# Фрагмент текста
Итак, теперь у нас остался «неохваченным» еще один
замечательный лес — лес Фангорна. Своеобразие этого
леса задается через встречу хоббитов с энтами, пастырями деревьев, и главным пастырем — самим Фангорном, старейшим из энтов. Энты, можно сказать, ожившие деревья, а оживили их
много-много лет назад эльфы1.
То есть лес Фангорн,
подобно Древлепуще, можно сказать, живой лес. Но
сходство весьма отдаленное, прежде всего потому, что если в Древлепуще
и есть существа, подобные энтам, то нас с ними не
познакомили. Пожалуй, Серый Лох вполне мог бы жить и в лесе Фангорн,
но опять-таки, мог бы или не мог, а мы будем отталкиваться только от того, что
есть в тексте. А в тексте Фангорн такой один, и
никого на него похожего (кроме других энтов, но энты, как отмечается, вообще не очень похожи друг на друга)
в других лесах мы не находим. Соответственно, и лес Фангорн
также следует рассматривать как «неповторимый», думаю, именно это слово тут
наиболее подходит, раз уж речь у нас сейчас идет о повторах.
Итак, все авторы повторяются, но это не мешает
хорошим авторам быть оригинальными в своих описаниях. Иначе говоря, все авторы
повторяются, но не все принимают это как должное (подобно тому, как и все люди ошибаются, но не все строят свою жизнь на ошибках). И
даже если какой-то автор четырежды вводит своих героев под своды леса, то лес
этот каждый раз может быть непохожим на своих «собратьев».
И все еще о повторах…
Понимаю, тема повторов вам, наверное, уже поднадоела,
и все же она еще не совсем себя исчерпала. Есть еще один любопытный тип
повторов, который не мешало бы рассмотреть. А именно: людям свойственно
повторять некоторые фразы по нескольку раз подряд, этот прием, кстати, нередко
обыгрывается в кино, ну, и в жизни, естественно; если прислушаться, то вы
услышите, как люди раз за разом повторяют одно и то
же, зачастую без особой вроде бы на то надобности. Причем я в данном случае не
имею в виду повторы, произносимые сознательно, чтобы во второй или третий раз
повторить нечто, нет, речь идет о непроизвольных или, если так можно сказать, полупроизвольных повторах. Я бы назвал эти повторы
«автоматическими», словно бы существует некий механизм, который заставляет
пользоваться уже произнесенным как материалом, годным к повторному
употреблению. В случае, например, если нечего сказать, и в голову не приходит
ничего нового. Может, оно скоро и придет, но пока его нет, проще повториться.
Плюс, возможно, что таким образом, через повтор, повторяющийся
как бы настаивает на том, что он сказал, то есть повтор играет роль
подчеркивания, выделения фразы.

# Поставленная задача 1
Воспроизведите отрывок из текста о лесах и повторах, начиная со слов "в других лесах" и продолжая вплоть до слов "идет о повторах.".

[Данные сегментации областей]
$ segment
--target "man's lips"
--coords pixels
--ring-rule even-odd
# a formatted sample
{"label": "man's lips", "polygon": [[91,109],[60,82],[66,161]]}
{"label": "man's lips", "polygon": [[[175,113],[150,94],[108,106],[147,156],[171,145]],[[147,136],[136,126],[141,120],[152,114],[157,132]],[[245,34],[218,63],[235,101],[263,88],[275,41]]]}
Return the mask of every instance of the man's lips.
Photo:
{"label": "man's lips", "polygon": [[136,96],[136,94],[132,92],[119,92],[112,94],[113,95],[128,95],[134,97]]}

# Поставленная задача 2
Выпишите все записи строка за строкой, ничего в них не меняя.

# Письменный ответ 1
в других лесах мы не находим. Соответственно, и лес Фангорн
также следует рассматривать как «неповторимый», думаю, именно это слово тут
наиболее подходит, раз уж речь у нас сейчас идет о повторах.

# Письменный ответ 2
$ segment
--target "man's lips"
--coords pixels
--ring-rule even-odd
# a formatted sample
{"label": "man's lips", "polygon": [[91,109],[60,82],[66,161]]}
{"label": "man's lips", "polygon": [[[175,113],[150,94],[108,106],[147,156],[171,145]],[[147,136],[136,126],[141,120],[152,114],[157,132]],[[245,34],[218,63],[235,101],[263,88],[275,41]]]}
Return the mask of every instance of the man's lips.
Photo:
{"label": "man's lips", "polygon": [[136,96],[136,94],[132,92],[119,92],[112,94],[113,95],[128,95],[134,97]]}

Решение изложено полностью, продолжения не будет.